Consigne: Renvoyez sans aucune modification le passage de l'article sur les soins aux personnes âgées compris entre « Soins aux personnes » et « de longue durée. », ces deux segments inclus.

==== Texte

Soins aux personnes âgées: urgence d’agir pour le respect de leurs droits
- UdeMNouvelles
Le 21 mars 2024
- Béatrice St-Cyr-Leroux
Un nouveau rapport auquel une professeure de l’UdeM a participé dresse une liste de recommandations pour faire respecter les droits des personnes âgées vivant en centres de soins de longue durée.
«On fait la promotion de l’exercice, d’une saine alimentation, on tente par tous les moyens de prévenir les maladies. Mais quand on y arrive, et donc qu’on parvient à vivre vieux, pour toute récompense, on finit souvent par recevoir des soins inadéquats ou par être négligé. Il y a quelque chose d’ironique, voire d’hypocrite, dans cette mentalité.»
Voilà qui résume bien la situation actuelle dans les établissements de soins de longue durée au Canada, aux yeux d’Anne Bourbonnais, professeure à la Faculté des sciences infirmières de l’Université de Montréal et chercheuse au Centre de recherche de l’Institut universitaire de gériatrie de Montréal.

========
==== Données sources

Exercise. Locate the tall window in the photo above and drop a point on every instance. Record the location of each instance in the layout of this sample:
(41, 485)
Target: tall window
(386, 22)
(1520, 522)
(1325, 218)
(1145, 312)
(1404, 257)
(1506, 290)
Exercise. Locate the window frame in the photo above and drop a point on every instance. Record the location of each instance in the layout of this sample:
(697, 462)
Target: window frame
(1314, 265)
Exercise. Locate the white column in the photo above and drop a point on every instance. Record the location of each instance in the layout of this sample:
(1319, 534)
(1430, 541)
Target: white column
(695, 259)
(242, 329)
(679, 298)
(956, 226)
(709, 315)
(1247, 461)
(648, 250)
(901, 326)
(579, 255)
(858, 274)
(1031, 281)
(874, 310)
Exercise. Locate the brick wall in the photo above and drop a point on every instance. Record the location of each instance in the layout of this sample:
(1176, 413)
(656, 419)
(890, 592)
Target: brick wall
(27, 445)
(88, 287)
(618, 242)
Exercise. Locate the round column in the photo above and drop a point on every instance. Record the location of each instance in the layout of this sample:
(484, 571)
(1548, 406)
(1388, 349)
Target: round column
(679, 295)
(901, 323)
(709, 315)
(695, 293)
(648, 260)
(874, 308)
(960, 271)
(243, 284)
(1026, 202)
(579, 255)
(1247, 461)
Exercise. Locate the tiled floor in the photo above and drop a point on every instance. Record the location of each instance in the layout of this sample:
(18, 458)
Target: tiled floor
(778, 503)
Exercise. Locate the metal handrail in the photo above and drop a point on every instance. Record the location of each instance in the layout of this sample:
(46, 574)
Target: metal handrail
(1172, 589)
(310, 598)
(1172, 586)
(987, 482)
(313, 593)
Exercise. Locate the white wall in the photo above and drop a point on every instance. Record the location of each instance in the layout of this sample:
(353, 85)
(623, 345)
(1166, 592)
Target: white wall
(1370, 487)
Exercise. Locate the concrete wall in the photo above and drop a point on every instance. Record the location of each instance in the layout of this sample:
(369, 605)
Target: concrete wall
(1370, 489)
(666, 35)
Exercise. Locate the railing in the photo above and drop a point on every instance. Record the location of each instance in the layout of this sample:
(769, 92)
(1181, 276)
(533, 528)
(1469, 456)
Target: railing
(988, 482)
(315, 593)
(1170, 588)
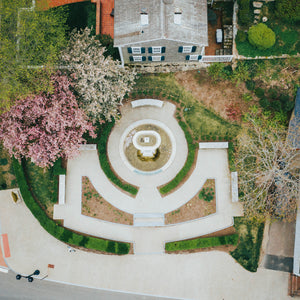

========

Réponse attendue:
Soins aux personnes âgées: urgence d’agir pour le respect de leurs droits
- UdeMNouvelles
Le 21 mars 2024
- Béatrice St-Cyr-Leroux
Un nouveau rapport auquel une professeure de l’UdeM a participé dresse une liste de recommandations pour faire respecter les droits des personnes âgées vivant en centres de soins de longue durée.